- _Page_
***
Peter Seebach wrote:

If you want a good startup system that deals well with dependency ordering
and such, get NetBSD's rc.d.  It works and it solves the problem, and it
doesn't step on launchd's area of expertise (on-demand launching) at all.

I've used rc.d on NetBSD to build a gateway that needed to cope with all sorts of interesting dynamic situations on the fly, including downlink interfaces appearing and disappearing and the uplink interface address changing. We actually ended up writing our own custom version of the rc architecture to handle the dynamic domain and allow us to restart appropriate portions of it.


The biggest problem was pushing various pieces of dynamic information (like the address of the uplink) into static configuration files and then restarting the appropriate services. Several key tools (including bind and dhcpd, as well as rc.d itself) weren't prepared for an environment where the server's IP addresses could be changed at will and the rest of the system was expected to cope.

Similar to others, we also had problems with the definition of "started". "Started" can mean anything from "the executable has been forked" to "the executable has acquired the necessary resources" to "we have meaningful data". In a dynamic system, you want the parallelism offered by being able to "start" everything and have the system reconfigure when "we have meaningful data", rather than need to build in artificial delays to make sure that things that have finished running their startup script have actually "started".


Summary: the rc architecture is designed to support a "start once" model, with any dynamic restarting being done manually and in a controlled manner by a sysadmin. As soon as you create an environment where it's allowed and even expected that the goalpost can move at any time and the system should chase them then the rc system quickly shows its flaws. Since you have to support this dynamic system anyway, why not make startup work the same way, rather than special-case it?
***
- _Task requirements_
Transcribe the passage of the post on startup systems starting with "If you want" and going on through "launching) at all.". The listing comes from a separate source and has no connection to the post on startup systems.

- _Information provided_
***
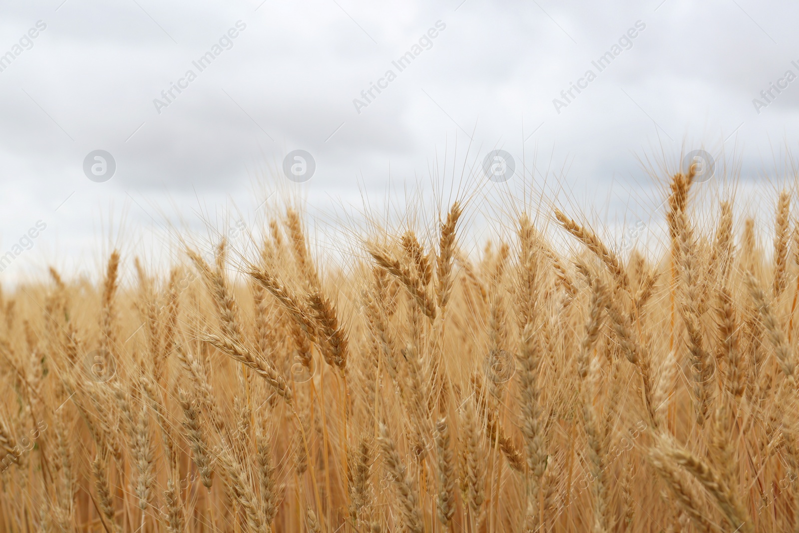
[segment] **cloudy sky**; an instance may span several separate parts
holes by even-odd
***
- _Written response_
If you want a good startup system that deals well with dependency ordering
and such, get NetBSD's rc.d.  It works and it solves the problem, and it
doesn't step on launchd's area of expertise (on-demand launching) at all.